# Exercise description:
Could you please write out each line of the records exactly, minus the pictures?

- - -

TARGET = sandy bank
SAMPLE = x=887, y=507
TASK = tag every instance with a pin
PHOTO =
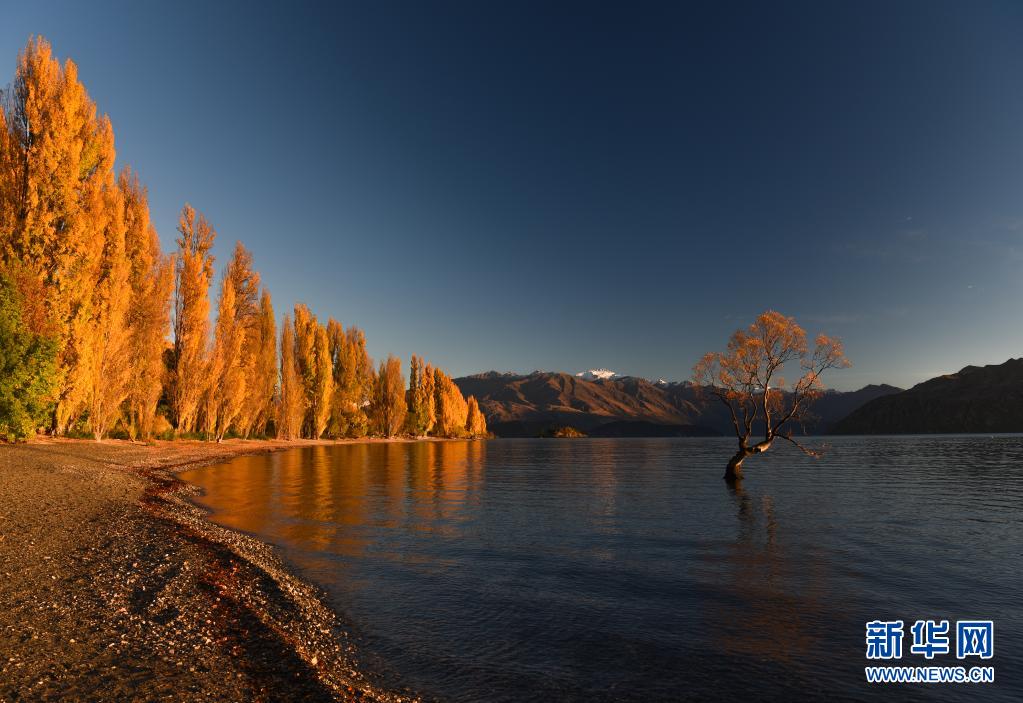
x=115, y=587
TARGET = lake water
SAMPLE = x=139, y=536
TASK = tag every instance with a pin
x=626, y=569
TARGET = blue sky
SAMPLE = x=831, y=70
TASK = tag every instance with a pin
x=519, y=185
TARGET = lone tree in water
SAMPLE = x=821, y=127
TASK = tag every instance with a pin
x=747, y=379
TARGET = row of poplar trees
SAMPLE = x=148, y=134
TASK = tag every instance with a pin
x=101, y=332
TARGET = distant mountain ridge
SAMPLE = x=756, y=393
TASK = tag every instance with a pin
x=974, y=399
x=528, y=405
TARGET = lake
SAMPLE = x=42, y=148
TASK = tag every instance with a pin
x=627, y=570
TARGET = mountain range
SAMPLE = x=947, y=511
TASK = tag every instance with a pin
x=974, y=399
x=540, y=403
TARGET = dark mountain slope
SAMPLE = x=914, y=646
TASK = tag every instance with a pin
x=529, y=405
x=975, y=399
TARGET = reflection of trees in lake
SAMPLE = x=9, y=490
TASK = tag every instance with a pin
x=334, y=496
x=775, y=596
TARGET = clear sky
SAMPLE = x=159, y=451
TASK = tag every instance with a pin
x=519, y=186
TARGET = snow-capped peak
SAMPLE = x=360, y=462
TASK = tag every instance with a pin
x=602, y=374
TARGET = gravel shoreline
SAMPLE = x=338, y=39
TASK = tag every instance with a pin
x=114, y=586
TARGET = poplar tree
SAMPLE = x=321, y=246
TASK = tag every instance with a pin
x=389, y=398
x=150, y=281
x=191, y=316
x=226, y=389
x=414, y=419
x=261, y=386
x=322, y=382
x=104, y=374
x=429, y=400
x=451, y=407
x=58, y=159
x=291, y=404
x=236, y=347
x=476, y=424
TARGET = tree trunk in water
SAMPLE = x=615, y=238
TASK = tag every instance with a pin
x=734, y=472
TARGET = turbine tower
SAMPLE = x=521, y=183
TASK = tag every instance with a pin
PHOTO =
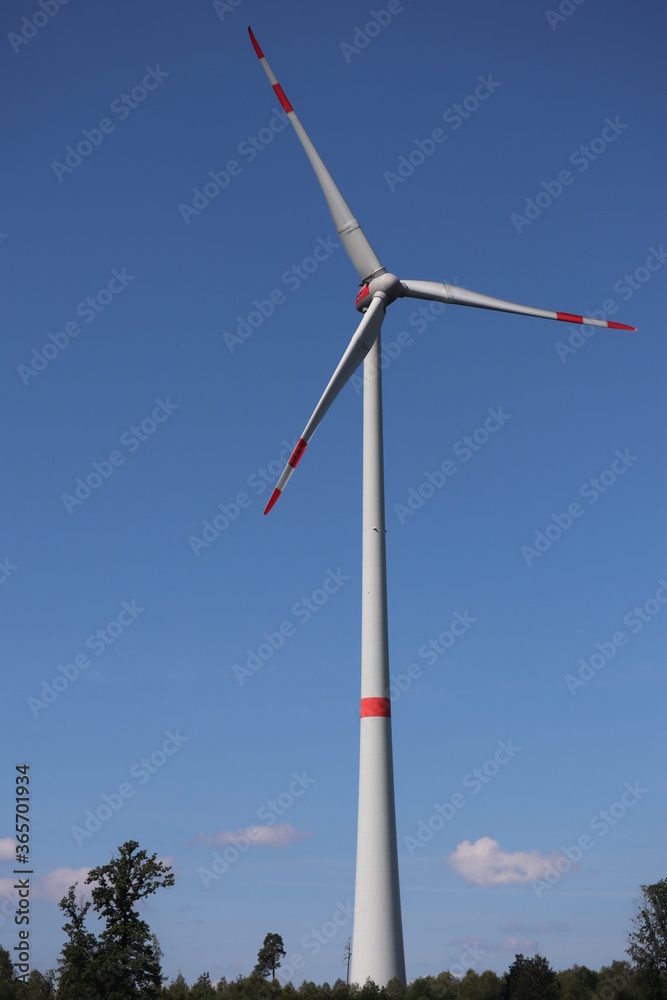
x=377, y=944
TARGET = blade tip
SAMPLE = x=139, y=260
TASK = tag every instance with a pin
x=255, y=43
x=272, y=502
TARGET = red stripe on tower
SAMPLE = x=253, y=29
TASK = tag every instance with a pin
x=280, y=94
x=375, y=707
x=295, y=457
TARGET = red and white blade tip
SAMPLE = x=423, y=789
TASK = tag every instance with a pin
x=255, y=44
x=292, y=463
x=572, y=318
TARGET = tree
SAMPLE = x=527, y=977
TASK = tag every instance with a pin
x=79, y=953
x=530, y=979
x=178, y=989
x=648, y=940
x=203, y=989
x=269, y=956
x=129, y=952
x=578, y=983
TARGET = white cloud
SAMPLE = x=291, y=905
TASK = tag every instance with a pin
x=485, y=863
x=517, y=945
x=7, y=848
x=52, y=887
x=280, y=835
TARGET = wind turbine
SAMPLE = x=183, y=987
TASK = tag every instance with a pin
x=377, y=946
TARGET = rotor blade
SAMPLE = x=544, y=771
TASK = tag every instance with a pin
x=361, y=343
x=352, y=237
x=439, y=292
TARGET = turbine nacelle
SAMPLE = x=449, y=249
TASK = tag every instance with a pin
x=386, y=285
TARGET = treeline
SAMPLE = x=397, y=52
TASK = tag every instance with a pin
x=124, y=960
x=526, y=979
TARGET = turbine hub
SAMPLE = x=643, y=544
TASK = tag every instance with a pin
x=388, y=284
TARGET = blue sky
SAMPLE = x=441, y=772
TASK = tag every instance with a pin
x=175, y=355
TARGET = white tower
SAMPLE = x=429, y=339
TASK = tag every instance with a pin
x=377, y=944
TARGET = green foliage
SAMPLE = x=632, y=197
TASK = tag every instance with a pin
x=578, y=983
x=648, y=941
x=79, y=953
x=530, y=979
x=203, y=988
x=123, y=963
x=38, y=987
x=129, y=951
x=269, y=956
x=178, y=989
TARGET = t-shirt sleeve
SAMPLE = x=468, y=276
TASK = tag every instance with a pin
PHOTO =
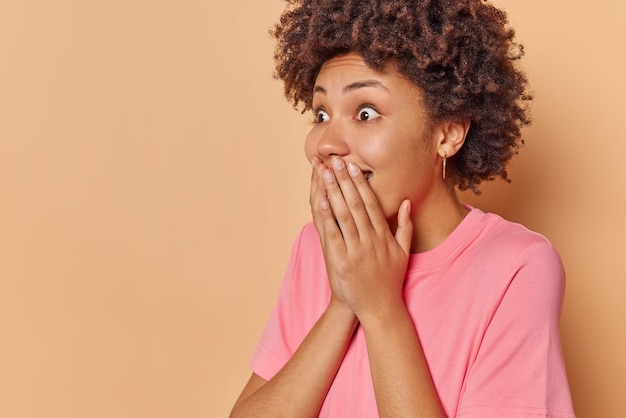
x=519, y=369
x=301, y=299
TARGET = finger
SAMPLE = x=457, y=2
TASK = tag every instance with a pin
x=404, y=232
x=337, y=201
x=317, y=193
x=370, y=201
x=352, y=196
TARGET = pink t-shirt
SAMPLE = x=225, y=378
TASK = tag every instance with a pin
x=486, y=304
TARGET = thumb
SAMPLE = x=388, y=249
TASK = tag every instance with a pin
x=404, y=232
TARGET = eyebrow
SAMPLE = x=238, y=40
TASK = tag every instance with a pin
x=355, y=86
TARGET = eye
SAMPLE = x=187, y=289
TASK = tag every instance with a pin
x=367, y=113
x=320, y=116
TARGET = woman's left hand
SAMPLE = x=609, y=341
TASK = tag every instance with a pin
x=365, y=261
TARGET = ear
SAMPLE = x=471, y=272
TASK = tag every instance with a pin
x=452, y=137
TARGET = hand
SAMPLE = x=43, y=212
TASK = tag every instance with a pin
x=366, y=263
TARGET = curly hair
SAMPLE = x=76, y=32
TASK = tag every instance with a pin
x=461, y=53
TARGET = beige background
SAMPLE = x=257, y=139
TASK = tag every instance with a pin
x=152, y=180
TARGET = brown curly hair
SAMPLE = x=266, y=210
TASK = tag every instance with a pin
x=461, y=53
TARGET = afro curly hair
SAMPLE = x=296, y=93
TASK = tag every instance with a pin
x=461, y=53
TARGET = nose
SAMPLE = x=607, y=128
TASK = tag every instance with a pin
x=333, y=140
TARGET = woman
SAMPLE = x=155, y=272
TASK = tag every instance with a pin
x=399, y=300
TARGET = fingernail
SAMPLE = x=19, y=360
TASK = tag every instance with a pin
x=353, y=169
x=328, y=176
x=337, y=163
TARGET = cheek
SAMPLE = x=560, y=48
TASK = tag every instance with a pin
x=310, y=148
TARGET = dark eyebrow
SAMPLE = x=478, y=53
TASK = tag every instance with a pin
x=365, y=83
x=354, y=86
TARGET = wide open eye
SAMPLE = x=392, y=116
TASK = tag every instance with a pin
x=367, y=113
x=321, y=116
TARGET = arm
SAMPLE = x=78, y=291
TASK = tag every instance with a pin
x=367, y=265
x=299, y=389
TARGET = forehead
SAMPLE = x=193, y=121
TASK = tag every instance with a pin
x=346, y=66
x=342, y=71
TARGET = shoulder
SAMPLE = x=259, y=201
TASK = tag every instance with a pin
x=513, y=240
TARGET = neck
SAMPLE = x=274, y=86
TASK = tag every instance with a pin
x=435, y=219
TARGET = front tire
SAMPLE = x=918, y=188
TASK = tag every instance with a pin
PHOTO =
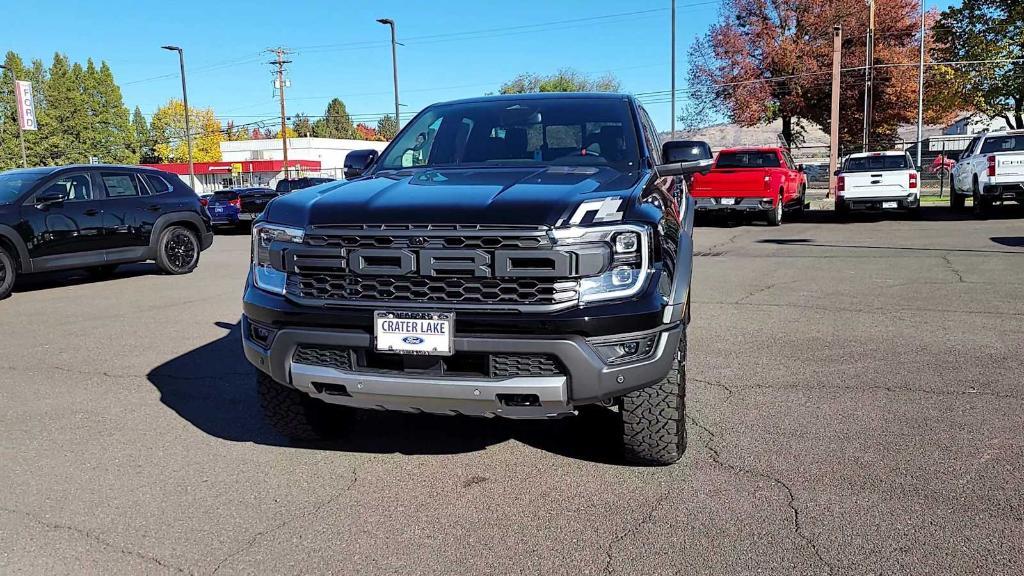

- - -

# Solution for this exercise:
TARGET = sandy bank
SAMPLE = x=887, y=507
TASK = tag every instance with a pin
PHOTO =
x=115, y=587
TARGET = lake water
SAMPLE = x=139, y=536
TASK = tag every instance with a pin
x=626, y=569
TARGET = blue sky
SAMPLE = x=831, y=70
TASK = tag every instance with a pin
x=519, y=185
TARGET = lone tree in water
SAMPLE = x=821, y=127
TASK = tag every instance with a pin
x=747, y=379
TARGET = row of poplar trees
SAMPLE = x=148, y=134
TASK = tag every instance with a pin
x=101, y=332
TARGET = distant mountain ridge
SAMPLE = x=756, y=393
TASK = tag every instance with a pin
x=974, y=399
x=528, y=405
TARGET = lake
SAMPLE = x=42, y=148
TASK = tag every instance with a pin
x=627, y=570
TARGET = mountain range
SAMPLE = x=947, y=511
TASK = tag every instance with a pin
x=974, y=399
x=540, y=403
TARGET = dark mountain slope
SAMPLE = x=914, y=646
TASK = tag every instance with a pin
x=529, y=405
x=975, y=399
TARGET = reflection of trees in lake
SAMPLE = x=9, y=490
TASK = tag every instance with a pin
x=334, y=496
x=775, y=596
TARGET = clear sky
SAMPLE = x=159, y=451
TASK = tag every instance with a pin
x=519, y=186
TARGET = snow-capped peak
SAMPLE = x=360, y=462
TASK = tag every instance with a pin
x=602, y=374
TARGET = gravel shoreline
SAMPLE = x=338, y=39
TASK = tag every instance with a pin
x=114, y=586
TARGET = poplar tree
SAMPLE = x=321, y=246
TASK = tag every instance with a pin
x=389, y=398
x=150, y=281
x=191, y=316
x=226, y=389
x=414, y=419
x=261, y=386
x=322, y=382
x=104, y=374
x=429, y=400
x=451, y=407
x=58, y=159
x=291, y=404
x=236, y=347
x=476, y=424
TARGET = tree trunk in water
SAMPLE = x=615, y=238
TASK = tag every instance with a pin
x=734, y=472
TARGET = turbine tower
SAMPLE = x=521, y=183
TASK = tag every instance with a pin
PHOTO =
x=377, y=944
TARGET = blade tip
SAMPLE = x=139, y=260
TASK = tag every instance with a pin
x=255, y=43
x=272, y=502
TARGET = red stripe on tower
SAMPLE = x=253, y=29
TASK = tag every instance with a pin
x=280, y=94
x=375, y=707
x=295, y=457
TARGET = red and white blade tip
SAMPLE = x=423, y=789
TASK = tag every instance with a pin
x=255, y=44
x=292, y=463
x=572, y=318
TARGET = tree
SAMPLE = x=527, y=977
TASK = tag every instance with a pin
x=79, y=953
x=530, y=979
x=178, y=989
x=648, y=940
x=203, y=989
x=269, y=956
x=129, y=952
x=578, y=983
TARGET = white cloud
SAMPLE = x=291, y=905
TASK = tag every instance with a pin
x=485, y=863
x=517, y=945
x=7, y=848
x=52, y=887
x=280, y=835
TARGET = wind turbine
SAMPLE = x=183, y=987
TASK = tag every instance with a pin
x=377, y=946
TARGET = rotor blade
SAMPLE = x=544, y=771
TASK = tag every instance with a pin
x=361, y=343
x=352, y=237
x=439, y=292
TARGET = turbine nacelle
SAMPLE = x=449, y=249
TASK = tag every instance with a pin
x=386, y=285
TARGET = treeline
SAMPLE = x=397, y=52
TASK = tag every instance with a pin
x=124, y=960
x=526, y=979
TARGET = turbine hub
SAMPLE = x=643, y=544
TASK = tag every instance with a pin
x=388, y=284
TARGET = blue sky
SAMPLE = x=441, y=772
TASK = tag every instance with a pin
x=175, y=355
TARGET = white tower
SAMPLE = x=429, y=339
TASK = tag every instance with a pin
x=377, y=944
TARGET = green foliage
SAMPLE = x=632, y=197
TASK = tag every instance with a pin
x=578, y=983
x=648, y=941
x=79, y=953
x=530, y=979
x=203, y=988
x=123, y=963
x=38, y=987
x=129, y=951
x=269, y=956
x=178, y=989
TARGET = t-shirt sleeve
SAMPLE = x=468, y=276
TASK = tag every instance with a pin
PHOTO =
x=519, y=369
x=301, y=299
TARGET = finger
SAMPLE = x=457, y=2
TASK = tag every instance with a pin
x=404, y=232
x=337, y=201
x=317, y=193
x=370, y=201
x=352, y=196
TARGET = pink t-shirt
SAMPLE = x=225, y=378
TASK = tag every instance with a pin
x=486, y=304
TARGET = thumb
SAMPLE = x=388, y=249
TASK = tag every instance with a pin
x=404, y=232
TARGET = eyebrow
SAMPLE = x=238, y=40
TASK = tag every instance with a pin
x=355, y=86
TARGET = eye
SAMPLE = x=187, y=289
TASK = tag every instance with a pin
x=367, y=113
x=320, y=116
TARGET = woman's left hand
SAMPLE = x=609, y=341
TASK = tag every instance with a pin
x=365, y=261
TARGET = ear
SAMPLE = x=471, y=272
TASK = tag every instance with a pin
x=452, y=137
TARGET = hand
SAMPLE = x=43, y=212
TASK = tag every instance with a pin
x=366, y=263
TARGET = curly hair
SAMPLE = x=76, y=32
TASK = tag every instance with a pin
x=461, y=53
TARGET = beige background
SAMPLE = x=257, y=139
TASK = tag every instance with a pin
x=152, y=180
TARGET = brown curly hair
SAMPLE = x=266, y=210
TASK = tag every instance with a pin
x=461, y=53
TARGET = afro curly hair
SAMPLE = x=296, y=93
TASK = tag every instance with a pin
x=461, y=53
TARGET = nose
SAMPLE = x=607, y=128
TASK = tag every instance with a pin
x=333, y=140
TARGET = woman
SAMPLE = x=155, y=272
TASK = tag every instance with a pin
x=399, y=300
TARGET = fingernail
SAMPLE = x=19, y=360
TASK = tag every instance with a pin
x=353, y=169
x=328, y=176
x=337, y=163
TARGET = cheek
SAMPLE = x=560, y=48
TASK = tag every instance with a pin
x=310, y=148
TARGET = dark eyebrow
SAMPLE = x=478, y=53
TASK = tag every instance with a pin
x=365, y=83
x=354, y=86
TARGET = wide open eye
SAMPLE = x=392, y=116
TASK = tag every instance with a pin
x=367, y=113
x=321, y=116
TARGET = arm
SAMPLE = x=78, y=291
TASK = tag every instance with a pin
x=367, y=265
x=299, y=389
TARGET = forehead
SAMPLE = x=193, y=121
TASK = tag every instance with a pin
x=346, y=66
x=342, y=71
TARGET = shoulder
SAMPLE = x=259, y=201
TASK = tag every instance with a pin
x=513, y=240
TARGET = neck
SAMPLE = x=274, y=86
TASK = tag every instance with a pin
x=435, y=219
TARGET = front tire
SAMPLE = x=918, y=188
TASK = tag every instance with a pin
PHOTO =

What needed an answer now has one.